## [What is being asked]
Quote the listing below word for word, leaving out the pictures.

(Point labeling dataset excerpts)
■ ■ ■ ■ ■
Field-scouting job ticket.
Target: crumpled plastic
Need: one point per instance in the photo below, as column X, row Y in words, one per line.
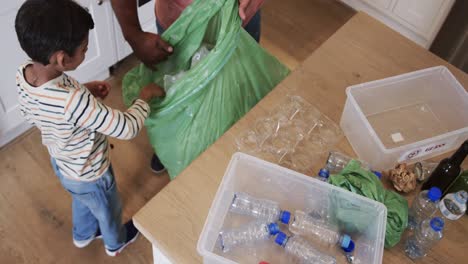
column 358, row 180
column 212, row 95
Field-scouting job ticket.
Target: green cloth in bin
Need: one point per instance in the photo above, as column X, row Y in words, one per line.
column 358, row 180
column 213, row 94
■ ■ ■ ■ ■
## [Correct response]
Field-scouting job ticket.
Target: crumpled plastic
Need: one point per instance in the photo below, as column X, row Y in words, one per line.
column 358, row 180
column 212, row 95
Field-scouting job ticket.
Target: green cloth in bin
Need: one point per instance in the photo above, as column X, row Y in words, one per line.
column 358, row 180
column 213, row 94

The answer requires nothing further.